(Beginning of DATA EXTRACTS)

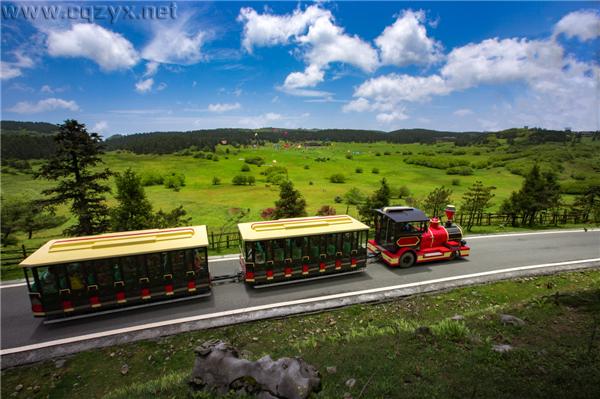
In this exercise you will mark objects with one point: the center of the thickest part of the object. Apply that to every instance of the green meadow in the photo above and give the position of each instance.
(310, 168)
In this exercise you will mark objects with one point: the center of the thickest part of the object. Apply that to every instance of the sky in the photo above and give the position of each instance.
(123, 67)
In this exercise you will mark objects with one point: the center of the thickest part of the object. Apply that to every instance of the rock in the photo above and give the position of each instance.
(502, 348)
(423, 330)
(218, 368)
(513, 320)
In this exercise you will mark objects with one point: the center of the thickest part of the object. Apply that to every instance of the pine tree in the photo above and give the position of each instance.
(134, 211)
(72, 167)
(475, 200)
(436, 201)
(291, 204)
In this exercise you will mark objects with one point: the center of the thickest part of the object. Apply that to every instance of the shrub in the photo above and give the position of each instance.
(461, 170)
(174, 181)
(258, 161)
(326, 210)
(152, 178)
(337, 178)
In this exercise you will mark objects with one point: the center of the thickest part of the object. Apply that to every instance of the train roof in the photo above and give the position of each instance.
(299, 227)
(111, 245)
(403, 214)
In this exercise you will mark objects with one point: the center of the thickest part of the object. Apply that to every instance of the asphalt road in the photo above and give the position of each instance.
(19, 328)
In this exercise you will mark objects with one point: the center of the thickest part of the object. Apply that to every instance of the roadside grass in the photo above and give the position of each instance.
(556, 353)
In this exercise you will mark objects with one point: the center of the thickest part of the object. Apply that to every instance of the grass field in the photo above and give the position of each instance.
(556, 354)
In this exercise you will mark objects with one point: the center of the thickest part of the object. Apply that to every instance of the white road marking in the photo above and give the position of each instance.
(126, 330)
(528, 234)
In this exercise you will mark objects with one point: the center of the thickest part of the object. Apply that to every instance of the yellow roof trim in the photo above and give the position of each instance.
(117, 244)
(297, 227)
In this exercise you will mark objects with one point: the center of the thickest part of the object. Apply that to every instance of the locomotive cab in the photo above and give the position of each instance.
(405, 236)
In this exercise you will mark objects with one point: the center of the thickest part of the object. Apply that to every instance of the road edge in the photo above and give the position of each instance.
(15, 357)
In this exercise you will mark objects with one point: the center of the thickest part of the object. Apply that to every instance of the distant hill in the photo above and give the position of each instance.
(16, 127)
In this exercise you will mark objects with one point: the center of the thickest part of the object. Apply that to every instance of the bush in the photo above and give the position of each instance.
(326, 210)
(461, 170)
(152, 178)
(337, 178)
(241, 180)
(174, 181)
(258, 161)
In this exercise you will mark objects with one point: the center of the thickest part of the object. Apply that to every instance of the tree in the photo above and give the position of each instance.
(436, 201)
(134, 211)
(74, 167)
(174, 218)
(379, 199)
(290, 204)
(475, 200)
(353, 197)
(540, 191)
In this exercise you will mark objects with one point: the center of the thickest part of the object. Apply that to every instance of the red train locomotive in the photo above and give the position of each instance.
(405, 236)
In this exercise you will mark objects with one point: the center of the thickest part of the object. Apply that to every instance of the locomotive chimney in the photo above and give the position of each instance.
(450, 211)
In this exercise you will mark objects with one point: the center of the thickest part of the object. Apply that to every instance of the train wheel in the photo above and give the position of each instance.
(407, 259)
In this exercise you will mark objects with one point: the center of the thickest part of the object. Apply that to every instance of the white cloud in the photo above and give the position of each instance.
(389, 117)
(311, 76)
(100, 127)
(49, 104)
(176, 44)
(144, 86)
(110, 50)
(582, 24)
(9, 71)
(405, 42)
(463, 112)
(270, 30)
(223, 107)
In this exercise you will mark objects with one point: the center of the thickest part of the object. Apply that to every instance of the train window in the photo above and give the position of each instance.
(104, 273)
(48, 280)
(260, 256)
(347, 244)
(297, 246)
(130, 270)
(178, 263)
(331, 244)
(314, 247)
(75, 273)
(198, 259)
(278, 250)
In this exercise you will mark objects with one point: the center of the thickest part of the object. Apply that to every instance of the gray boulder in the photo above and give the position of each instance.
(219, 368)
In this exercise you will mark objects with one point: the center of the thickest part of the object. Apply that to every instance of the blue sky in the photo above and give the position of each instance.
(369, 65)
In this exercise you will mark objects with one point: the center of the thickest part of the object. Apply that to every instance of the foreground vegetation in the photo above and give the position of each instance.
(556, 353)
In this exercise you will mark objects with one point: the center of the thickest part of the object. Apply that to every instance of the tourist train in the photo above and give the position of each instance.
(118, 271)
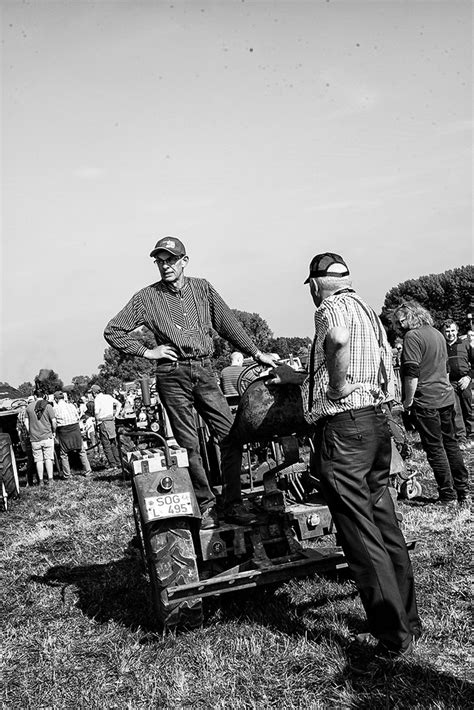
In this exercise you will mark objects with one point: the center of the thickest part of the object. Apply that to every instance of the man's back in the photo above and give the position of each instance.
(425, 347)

(End of DATA EXTRACTS)

YOUR INSTRUCTIONS:
The answer is the listing above restated word for word, pictures removed.

SOLUTION FOR THIS EXERCISE:
In this exercise you will mark objects with one point: the center of the thickest part of the object. Apply that to every instance of the green meadow in the photo above and give the position of each instance.
(310, 168)
In this exercise you will mark objects with one point: the center of the thickest part of the object. Apply that to every instance of the sky in the photo above and give the position of each instance.
(123, 67)
In this exercise you will mark objects with one point: the center of the thickest part of the object. Apply that to every instance of the rock in the photo above and give the position of each instance.
(502, 348)
(423, 330)
(218, 368)
(513, 320)
In this exercise you will mark objects with one point: the center of the thickest part of the object. Apply that to every instance of the pine tree in the photo above and give the position of each instance.
(134, 211)
(72, 167)
(475, 200)
(436, 201)
(291, 204)
In this exercise you will mark objects with one point: the center of the thickest part of the object. Apply that to every instance of the shrub in the photo above and give the position of each instance.
(461, 170)
(174, 181)
(258, 161)
(326, 210)
(152, 178)
(337, 178)
In this exercise you will mark objects with one point: the center of the thickest part of the object. Apply that to every instance of the train roof in the photo above and give the position of each instance.
(299, 227)
(111, 245)
(403, 214)
In this exercise you will mark objects with one point: the center of the thickest part of the object. Apply that to every instance of the asphalt road in the photo above and give the position of each instance.
(19, 328)
In this exercise you will mark objects with one point: the center of the thickest part of the object. Apply that to every instance of the roadside grass in the photo above and give the position of each instance.
(556, 353)
In this exercise you will mark objects with one point: the center of the thickest part of the object. Apply that to every instance of the grass field in the photo above and give the position of each instance.
(556, 354)
In this exercise you will mark objects with one point: the center of the thickest part of the object. Apply that to every instance of the white road marking in the photo above and give the position of each instance.
(126, 330)
(528, 234)
In this exercise you will mark objects with one point: the center of the thickest part of the object. Apply that to every instance of the yellow roof trim in the photo above and give the position of each instance.
(117, 244)
(297, 227)
In this exercise you will mark objects with one point: the center of the thickest part of the object. Apply that to every instance of the locomotive cab in the photo above and give the position of each instance.
(405, 236)
In this exercise you will mark objects with one point: the center of the thickest part of the object. Apply that to every instance of the road edge in the photo above and give the position of each instance.
(15, 357)
In this exercise you will mark objects with one point: the center of the thickest part of the object. Apply that to every instance of the distant hill in the photo above and give the position of each instance.
(16, 127)
In this exercise you will mark objects with one point: the center of the thickest part of the object. Apply that to every instance of the bush in the photo above and give the position of each instance.
(326, 210)
(461, 170)
(152, 178)
(337, 178)
(241, 180)
(174, 181)
(258, 161)
In this exercise you will mark objects with one point: the center of the thickest part of the object. Apply that to every instance of the tree in the photo above and give the position of each instance.
(436, 201)
(134, 211)
(74, 167)
(174, 218)
(379, 199)
(290, 204)
(475, 200)
(353, 197)
(540, 191)
In this exercise you will mark objects with one point: the center of the thickest part of the object. Apply that to every instance of the red train locomotive in the photo above and give the position of each instance.
(405, 236)
In this exercise you will mark objects with one point: the center of the thickest part of the object. Apply that to every instance of the locomotive chimney in the photo above and give the position of each instance.
(450, 211)
In this exercise you will mark objects with one point: the center of the thickest part of the object. Apply that to every instance of the train wheel in the photo above and give the position of each instance.
(407, 259)
In this exercise you will mark objects with one point: the center of the thickest part of the object. Apply that to every instance of the white cloud in the photo above and give the position of each instance.
(389, 117)
(311, 76)
(100, 127)
(49, 104)
(176, 44)
(144, 86)
(110, 50)
(582, 24)
(9, 71)
(405, 42)
(463, 112)
(270, 30)
(223, 107)
In this exercise you will mark objects with one point: the center of the thickest part of the object. Apply that to every instance of the train window in the photo above and give the position of each instance.
(104, 273)
(48, 280)
(260, 256)
(347, 244)
(297, 246)
(130, 270)
(178, 263)
(331, 244)
(314, 247)
(75, 273)
(198, 259)
(278, 250)
In this exercise you will mark objects with one point: the center of the thickest part of the object. Apply that to every instance of the gray boulder in the photo above and give the position of each instance.
(219, 368)
In this exercise you will mark objects with one point: the center of the thickest part of the object. Apply that to every instance of the blue sky in the photo above and give the position of each instance.
(369, 65)
In this exercise you will mark objects with one point: the center of the thickest part of the object. Apply that to every instance of the foreground vegetation in the photo above and give the position of each instance.
(556, 353)
In this exercise you will mark objects with one point: the center of the thickest part of the object. Apply that to every instance of the tourist train in the photo above and give the position of each instance.
(118, 271)
In this exercise you will mark objects with one point: the center of the thickest part of the object. Apply that to every instance of the man's back in the photo above and give the position of each instance.
(425, 347)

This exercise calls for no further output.